## TASK:
Could you copy out all of the data below, swapping "pin" for "mark" and leaving everything else unchanged?

## EXTRACTED INFORMATION:
(begin)

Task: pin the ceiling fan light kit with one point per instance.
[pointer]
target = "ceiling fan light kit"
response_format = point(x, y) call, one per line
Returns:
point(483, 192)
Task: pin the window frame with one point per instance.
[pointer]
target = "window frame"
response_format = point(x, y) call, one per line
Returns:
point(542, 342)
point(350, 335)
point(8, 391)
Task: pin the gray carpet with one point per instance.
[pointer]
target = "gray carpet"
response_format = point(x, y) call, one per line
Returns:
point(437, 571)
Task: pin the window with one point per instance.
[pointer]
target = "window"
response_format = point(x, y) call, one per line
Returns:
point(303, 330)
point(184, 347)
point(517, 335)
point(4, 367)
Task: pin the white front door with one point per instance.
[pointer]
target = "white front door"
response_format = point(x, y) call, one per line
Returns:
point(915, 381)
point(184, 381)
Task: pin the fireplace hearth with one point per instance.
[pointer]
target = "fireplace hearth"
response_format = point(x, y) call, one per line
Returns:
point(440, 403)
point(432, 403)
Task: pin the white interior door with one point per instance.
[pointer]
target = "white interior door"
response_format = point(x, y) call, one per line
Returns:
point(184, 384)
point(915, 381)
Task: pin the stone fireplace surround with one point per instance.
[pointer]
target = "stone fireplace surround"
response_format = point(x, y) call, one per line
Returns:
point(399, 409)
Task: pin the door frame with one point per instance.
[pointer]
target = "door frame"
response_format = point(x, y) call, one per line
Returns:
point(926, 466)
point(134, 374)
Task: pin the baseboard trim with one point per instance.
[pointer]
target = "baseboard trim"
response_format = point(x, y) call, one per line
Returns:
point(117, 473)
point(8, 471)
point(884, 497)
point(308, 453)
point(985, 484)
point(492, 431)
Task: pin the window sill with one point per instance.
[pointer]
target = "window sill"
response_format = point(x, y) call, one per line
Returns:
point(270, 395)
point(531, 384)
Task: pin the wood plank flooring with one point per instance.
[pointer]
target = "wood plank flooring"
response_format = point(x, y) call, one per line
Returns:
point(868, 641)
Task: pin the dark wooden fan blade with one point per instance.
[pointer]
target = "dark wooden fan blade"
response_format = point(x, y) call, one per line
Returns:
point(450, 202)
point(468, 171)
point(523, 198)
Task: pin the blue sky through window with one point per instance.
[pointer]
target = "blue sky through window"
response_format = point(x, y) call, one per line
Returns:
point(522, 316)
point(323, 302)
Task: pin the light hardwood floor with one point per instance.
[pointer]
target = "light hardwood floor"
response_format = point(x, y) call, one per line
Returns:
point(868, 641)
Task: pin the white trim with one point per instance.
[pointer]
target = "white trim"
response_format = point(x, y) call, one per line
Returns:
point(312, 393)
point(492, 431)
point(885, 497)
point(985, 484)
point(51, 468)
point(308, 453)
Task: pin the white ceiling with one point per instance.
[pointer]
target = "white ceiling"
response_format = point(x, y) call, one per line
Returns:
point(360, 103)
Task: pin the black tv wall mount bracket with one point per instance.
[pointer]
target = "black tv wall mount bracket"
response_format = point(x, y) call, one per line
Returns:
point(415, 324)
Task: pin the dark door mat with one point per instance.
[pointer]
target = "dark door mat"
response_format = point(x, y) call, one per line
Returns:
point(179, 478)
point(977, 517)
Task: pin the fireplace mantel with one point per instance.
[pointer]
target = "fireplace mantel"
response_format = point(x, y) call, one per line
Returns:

(end)

## RESULT:
Task: mark the ceiling fan light kit with one point per instance.
[pointer]
target = "ceiling fan light kit"
response_format = point(x, y) call, one per line
Returns:
point(483, 192)
Task: mark the window frame with one point per instance.
[pointer]
target = "window frame"
response_format = point(x, y) call, one per line
Returns:
point(542, 342)
point(350, 335)
point(8, 391)
Task: mark the gray carpet with one point per instance.
[pointer]
target = "gray carpet"
response_format = point(x, y) call, one per line
Returns:
point(437, 571)
Task: mark the window with one point per instance.
[pointer]
target = "window"
response_format = point(x, y) call, one per line
Returns:
point(303, 330)
point(184, 347)
point(517, 335)
point(4, 367)
Task: mark the white front door with one point per instance.
[pointer]
target = "white front door"
response_format = point(x, y) call, one per line
Returns:
point(915, 381)
point(184, 381)
Task: mark the fireplace hearth with one point per instance.
[pointer]
target = "fireplace hearth"
response_format = point(x, y) call, one per line
Returns:
point(440, 403)
point(432, 403)
Task: mark the white interior door with one point per instance.
[pointer]
target = "white interior door"
response_format = point(x, y) call, one per line
Returns:
point(184, 384)
point(915, 381)
Task: mark the stone fireplace surround with one point per instance.
[pointer]
target = "stone fireplace surround"
response_format = point(x, y) call, one per line
Returns:
point(399, 409)
Task: mark the door frame with one point per instance.
[pointer]
target = "door frame"
response_format = point(x, y) call, one per line
Returns:
point(926, 466)
point(134, 374)
Task: mark the baseboard trim with one point per instance.
[pointer]
target = "baseboard trim"
response_format = point(x, y) call, one per line
Returns:
point(117, 473)
point(8, 471)
point(884, 497)
point(308, 453)
point(985, 484)
point(492, 431)
Task: mark the window sill with one point per instance.
[pointer]
target = "window sill"
response_format = point(x, y) call, one per line
Returns:
point(270, 395)
point(531, 384)
Task: mark the wood plank flooring with one point per instance.
[pointer]
target = "wood plank flooring"
response_format = point(x, y) call, one per line
Returns:
point(868, 641)
Task: mark the dark wooden fan blade with one point per instance.
[pointer]
target = "dark wooden fan blade"
response_format = point(x, y) call, one per line
Returns:
point(450, 202)
point(468, 171)
point(523, 198)
Task: mark the blue sky through window with one point per instance.
[pointer]
target = "blue sky through window"
response_format = point(x, y) call, one per line
Returns:
point(522, 316)
point(323, 302)
Task: mark the light hardwood floor with one point per instance.
[pointer]
target = "light hardwood floor"
response_format = point(x, y) call, one per line
Returns:
point(868, 641)
Task: mark the white trim with one point per instance.
[pointer]
target = "white trim"
response_format = point(x, y) call, one per line
Returns:
point(312, 393)
point(492, 431)
point(885, 497)
point(985, 484)
point(51, 468)
point(308, 453)
Task: mark the white ceiling with one point per instance.
[pointer]
target = "white ceiling"
response_format = point(x, y) call, one per line
Returns:
point(360, 103)
Task: mark the black tv wall mount bracket with one point per instance.
[pointer]
target = "black tv wall mount bracket"
response_format = point(x, y) call, one per line
Returns:
point(415, 324)
Task: mark the dark door mat with one point per instance.
[pointer]
target = "dark door mat"
response_format = point(x, y) call, one per line
Returns:
point(179, 478)
point(977, 517)
Task: mark the fireplace mantel with one point per instance.
[pointer]
target = "fireplace mantel"
response_format = point(x, y) call, one per line
Returns:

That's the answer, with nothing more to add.